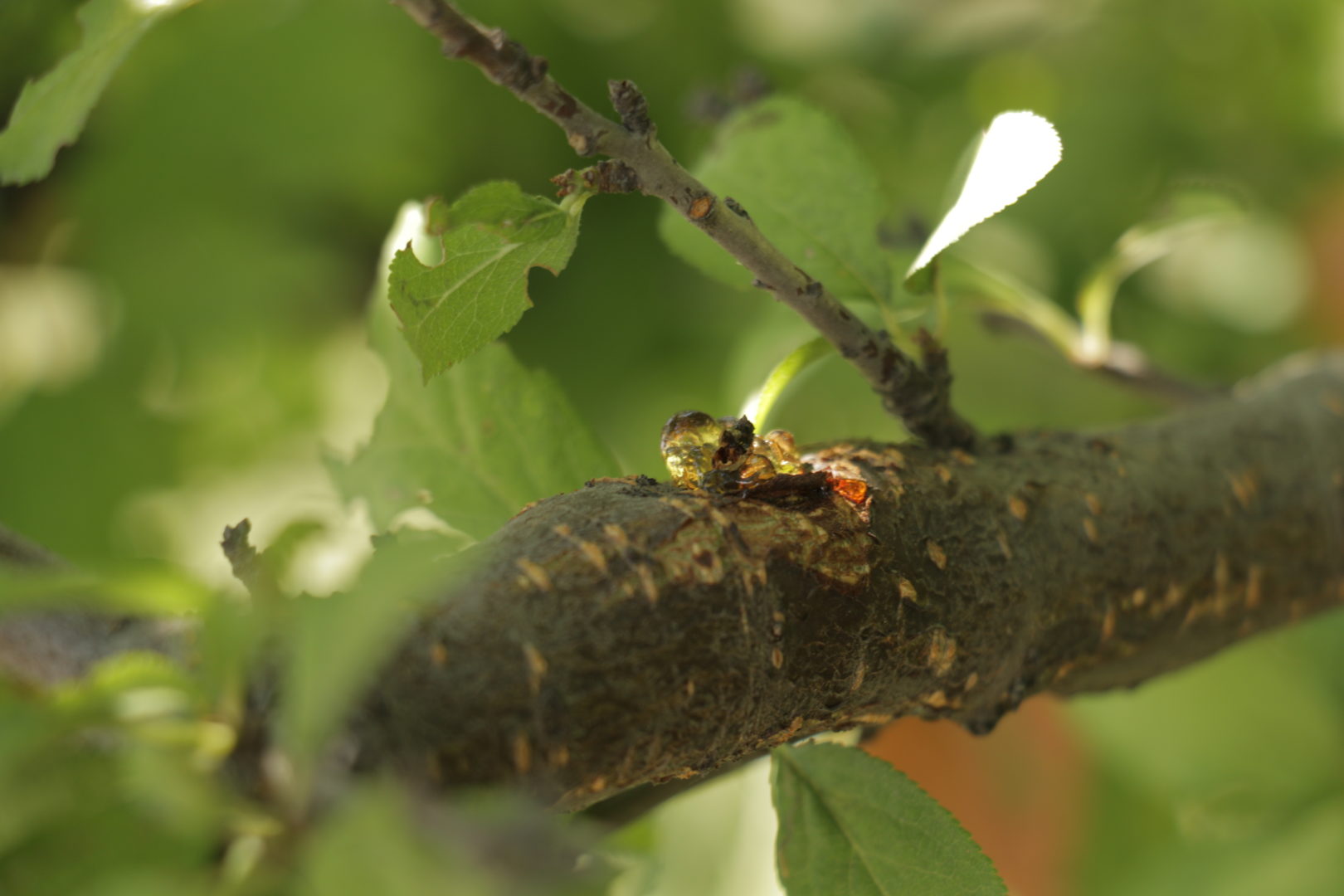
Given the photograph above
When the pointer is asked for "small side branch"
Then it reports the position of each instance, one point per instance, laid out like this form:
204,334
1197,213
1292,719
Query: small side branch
────────────────
- _WHAT THE EXERCISE ASKS_
Write out every line of the entries above word for word, leaving the picture out of your answer.

- _WRITTEN RESPONSE_
Given the photograph above
When the pointer is asked for "small side branch"
Then it reports the position of each instance, one point per instance, laid out like this form:
204,334
1197,213
1292,719
Query: small side branch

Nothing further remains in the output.